**BRIEF:**
Rewrite every line of the records below as a numbered list, omitting blank lines and leaving the pictures out.

** Begin **

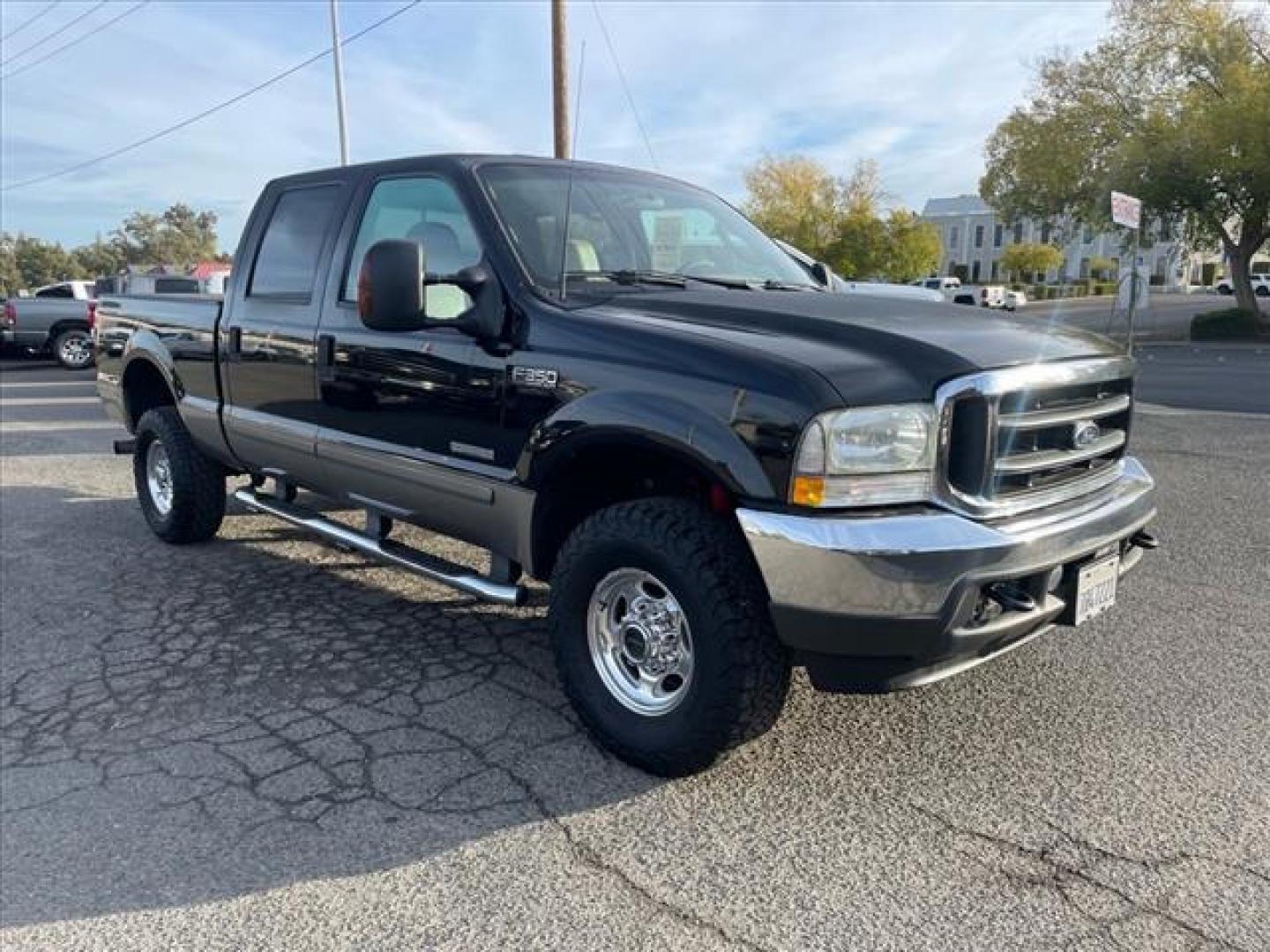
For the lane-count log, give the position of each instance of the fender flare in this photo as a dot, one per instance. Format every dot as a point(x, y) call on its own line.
point(625, 417)
point(146, 348)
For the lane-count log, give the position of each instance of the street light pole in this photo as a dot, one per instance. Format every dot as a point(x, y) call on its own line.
point(559, 79)
point(340, 81)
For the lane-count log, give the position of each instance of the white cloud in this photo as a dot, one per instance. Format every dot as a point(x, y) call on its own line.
point(915, 86)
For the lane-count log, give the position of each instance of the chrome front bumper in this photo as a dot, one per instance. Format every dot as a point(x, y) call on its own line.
point(903, 589)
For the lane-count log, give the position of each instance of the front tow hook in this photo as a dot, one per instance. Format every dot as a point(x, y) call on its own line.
point(1143, 539)
point(1011, 598)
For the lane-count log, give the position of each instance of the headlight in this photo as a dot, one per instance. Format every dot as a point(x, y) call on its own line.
point(870, 456)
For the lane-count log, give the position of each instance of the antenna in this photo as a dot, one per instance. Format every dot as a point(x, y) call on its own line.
point(577, 101)
point(568, 195)
point(564, 233)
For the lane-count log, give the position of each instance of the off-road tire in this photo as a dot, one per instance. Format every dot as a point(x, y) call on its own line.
point(742, 673)
point(197, 482)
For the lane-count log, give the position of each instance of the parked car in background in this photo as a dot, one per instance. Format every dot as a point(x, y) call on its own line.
point(992, 296)
point(949, 282)
point(836, 282)
point(1260, 286)
point(147, 285)
point(77, 290)
point(58, 324)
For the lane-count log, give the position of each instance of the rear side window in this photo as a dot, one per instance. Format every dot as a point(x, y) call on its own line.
point(288, 260)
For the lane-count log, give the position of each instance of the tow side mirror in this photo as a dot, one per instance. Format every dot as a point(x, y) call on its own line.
point(392, 292)
point(390, 286)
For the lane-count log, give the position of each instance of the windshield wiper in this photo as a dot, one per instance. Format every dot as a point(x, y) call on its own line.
point(629, 276)
point(632, 276)
point(771, 285)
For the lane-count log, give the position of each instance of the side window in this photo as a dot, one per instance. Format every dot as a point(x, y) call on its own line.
point(288, 260)
point(429, 211)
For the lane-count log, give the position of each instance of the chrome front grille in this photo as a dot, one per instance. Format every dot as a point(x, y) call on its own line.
point(1029, 437)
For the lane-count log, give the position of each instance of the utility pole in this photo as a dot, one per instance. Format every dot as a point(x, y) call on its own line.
point(340, 81)
point(559, 79)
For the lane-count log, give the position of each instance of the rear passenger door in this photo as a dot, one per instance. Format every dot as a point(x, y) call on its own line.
point(268, 349)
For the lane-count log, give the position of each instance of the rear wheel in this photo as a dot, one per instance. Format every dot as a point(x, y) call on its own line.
point(663, 637)
point(74, 349)
point(181, 490)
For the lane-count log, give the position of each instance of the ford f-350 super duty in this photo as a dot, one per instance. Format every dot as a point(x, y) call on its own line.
point(617, 385)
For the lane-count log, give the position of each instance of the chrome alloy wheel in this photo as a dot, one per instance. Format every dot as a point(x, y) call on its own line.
point(159, 478)
point(77, 349)
point(640, 643)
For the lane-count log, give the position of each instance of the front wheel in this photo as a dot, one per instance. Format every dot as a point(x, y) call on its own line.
point(181, 490)
point(663, 637)
point(74, 349)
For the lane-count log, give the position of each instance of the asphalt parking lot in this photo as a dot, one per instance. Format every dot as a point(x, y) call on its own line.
point(267, 743)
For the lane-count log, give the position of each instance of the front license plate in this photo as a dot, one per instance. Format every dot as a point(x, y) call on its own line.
point(1095, 588)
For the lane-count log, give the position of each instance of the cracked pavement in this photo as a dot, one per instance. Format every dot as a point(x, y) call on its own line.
point(267, 743)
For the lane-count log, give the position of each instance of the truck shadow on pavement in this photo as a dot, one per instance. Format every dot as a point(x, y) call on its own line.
point(190, 724)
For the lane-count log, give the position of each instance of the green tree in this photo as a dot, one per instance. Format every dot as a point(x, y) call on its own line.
point(794, 198)
point(840, 219)
point(914, 247)
point(100, 258)
point(1172, 106)
point(179, 236)
point(1030, 258)
point(31, 262)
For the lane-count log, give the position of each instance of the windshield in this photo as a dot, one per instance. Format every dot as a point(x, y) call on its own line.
point(625, 225)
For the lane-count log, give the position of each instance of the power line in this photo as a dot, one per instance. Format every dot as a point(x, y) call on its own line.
point(26, 22)
point(626, 88)
point(210, 111)
point(72, 42)
point(89, 11)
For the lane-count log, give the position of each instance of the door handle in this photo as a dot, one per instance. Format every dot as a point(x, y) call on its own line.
point(325, 357)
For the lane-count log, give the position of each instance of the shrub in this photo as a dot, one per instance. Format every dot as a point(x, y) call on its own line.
point(1229, 324)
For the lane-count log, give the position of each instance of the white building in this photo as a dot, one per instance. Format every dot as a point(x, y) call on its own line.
point(975, 239)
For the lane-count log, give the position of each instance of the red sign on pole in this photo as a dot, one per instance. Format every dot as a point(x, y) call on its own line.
point(1125, 210)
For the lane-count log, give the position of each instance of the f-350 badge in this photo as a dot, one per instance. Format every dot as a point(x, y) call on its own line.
point(536, 377)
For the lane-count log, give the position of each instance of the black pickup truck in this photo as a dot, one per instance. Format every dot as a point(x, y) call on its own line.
point(614, 383)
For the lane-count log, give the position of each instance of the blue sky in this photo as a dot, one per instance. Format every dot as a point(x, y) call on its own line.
point(915, 86)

** End **

**THE SOLUTION:**
1. For the lane-count log, give the position of each instance of the fender flare in this photo as a dot, one per instance. Format every dot as a point(x, y) call on its own line.
2. point(625, 417)
3. point(146, 348)
4. For the lane-count log, give the position of each instance of the street light pole in this photo as a dot, one per instance. Format every dot as a point(x, y) call on its own line.
5. point(559, 79)
6. point(340, 81)
7. For the lane-count log, give the position of each instance of the white cloud in this photo as a dot, one per instance. Format every dot as a point(x, y) call on its own line.
8. point(915, 86)
9. For the lane-count log, give the position of each instance of the chrome front bumper in this photo as a dot, one per instance. Format every dot as a point(x, y) call on its own line.
10. point(903, 589)
11. For the lane-count log, give the position of each instance of the front tow hook in this photo as a dot, one per instance. Format every dot as a point(x, y) call on its own line.
12. point(1143, 539)
13. point(1011, 598)
14. For the lane-count log, give the position of each instance of the headlight in this photo as a dot, one per instance. Format every dot as a point(x, y) call on its own line.
15. point(870, 456)
16. For the lane-count log, give the position of each instance of the antenna in this photo as a dot, one per instance. Format every dot as a point(x, y) call on its own line.
17. point(577, 101)
18. point(568, 195)
19. point(564, 233)
20. For the lane-count log, give the position of each instance of the off-road tire in this photo as a dot, one per instance. Format every dot as a point(x, y) call on its own line.
21. point(742, 673)
22. point(197, 482)
23. For the lane-count log, give the position of each instance of the parked car in background in this photo as a dot, one per instance. Format every dot as a point(x, y) call on its own line.
24. point(992, 296)
25. point(949, 282)
26. point(836, 282)
27. point(1260, 286)
28. point(147, 285)
29. point(77, 290)
30. point(58, 324)
31. For the lane-count log, give the position of each instance of the rear side window in this photo as a dot, one per instance. Format every dot as a point(x, y) call on its own line.
32. point(288, 260)
33. For the lane-count log, give the position of each instance of the tow side mirror in this photo as a dot, one per instance. Format every dot as a point(x, y) call on its own line.
34. point(392, 292)
35. point(390, 286)
36. For the lane-count log, give the position of each instance of the windshield wiper in this photo as a dot, one per instance. Format every dot as a point(x, y) call on its own line.
37. point(629, 276)
38. point(632, 276)
39. point(771, 285)
40. For the lane-count log, give the position of each instance of the side window in this photo as a dot, one per instance. Format every dot as a point(x, y) call on its own line.
41. point(288, 260)
42. point(429, 211)
43. For the lane-count log, give the position of each instance of the chrome front grille in this photo as a dot, one per instance. Format every dot as a point(x, y) call on its own line.
44. point(1029, 437)
45. For the lane-count log, give the position of each instance of the utility pole in this photo as a dot, one per instance. Format every dot as a point(x, y) call on its own line.
46. point(340, 81)
47. point(559, 79)
48. For the lane-count log, give the position of each instance of the rear passenger door in this photo as a dot, one per instance. Format every dot as a point(x, y) call on its own line.
49. point(268, 349)
50. For the lane-count log, give the position of each instance of the rear wheel in this photo as a dot, one per instance. Format every dot as a point(x, y) call on its own line.
51. point(663, 637)
52. point(74, 349)
53. point(181, 490)
54. For the lane-count log, give the position of each instance of the ford f-350 super duty in this photo as a dot, one per instance. Format every dot as a point(x, y) call on its own line.
55. point(617, 385)
56. For the lane-count log, give the position of each instance of the chrome alloy wheel in this photo as a dot, one per instance. Format every dot as a point(x, y) call on its own line.
57. point(159, 478)
58. point(77, 349)
59. point(640, 643)
60. For the lane-count log, give the position of each instance of the front wheel in this photo as a dot, one per instance. Format every dot as a point(x, y) call on its own line.
61. point(181, 490)
62. point(663, 637)
63. point(74, 349)
64. For the lane-count log, give the position of each instance of the asphalt parking lot in this photo as a dot, one per instance. Format every dot as a point(x, y) call on its own line.
65. point(267, 743)
66. For the lane-count log, give the position of each instance of the front license plate in this photo as a dot, one per instance. Format every dot as a point(x, y) call on its own line.
67. point(1095, 588)
68. For the lane-count log, give the position of each instance of the cracked pavement in this photo as a dot, one per instance. Format every dot as a point(x, y) call on its own line.
69. point(267, 743)
70. For the lane-count log, give the position of each instance of the truck shadow on pavement in this photo as a dot, one per instance. Format every dot as a point(x, y) call on its own line.
71. point(190, 724)
72. For the lane-count log, give the position of each instance of the green tree in this photo as a dot, one per instance. Format every dot as a point(x, y) call on its own line.
73. point(794, 198)
74. point(840, 219)
75. point(914, 247)
76. point(100, 258)
77. point(1172, 106)
78. point(179, 236)
79. point(1030, 258)
80. point(31, 262)
81. For the lane-count log, give the position of each instance of the windshield in this photo as a dot, one per instance. Format every dot as a point(x, y) call on its own line.
82. point(625, 225)
83. For the lane-count log, give the position of each instance of the power line in this photo as a dot, one per instance. Format every dot as a point(x, y) call on its own line.
84. point(26, 22)
85. point(626, 88)
86. point(210, 111)
87. point(72, 42)
88. point(89, 11)
89. For the lane-count log, give the position of each instance of the door handle in this photo as a dot, one per instance. Format every dot as a point(x, y) call on its own line.
90. point(325, 357)
91. For the lane-count log, give the position of each instance of the shrub in this photo as a dot, one per instance. Format every dot as a point(x, y) call on its own line.
92. point(1229, 324)
93. For the lane-count log, give the position of each instance of the white building in this photo as a dot, one per instance. Format every dot as a point(x, y) call on its own line.
94. point(975, 239)
95. For the lane-count log, give the position of each instance of the red sign on pole in this photo as a dot, one per instance. Format every dot as a point(x, y) call on its own line.
96. point(1125, 210)
97. For the lane-count log, give the position of each instance of the f-350 badge in this photo as a dot, one per instance. Format every dot as a point(x, y) call on its own line.
98. point(536, 377)
99. For the lane-count log, give the position of each instance of the black pickup truck in this photo as a dot, one per instance. Format every dot as a point(x, y) call on its own line.
100. point(614, 383)
101. For the lane-count log, give the position of each instance of the blue sky in this photo as a dot, one per instance. Format every dot as a point(x, y) call on its own line.
102. point(915, 86)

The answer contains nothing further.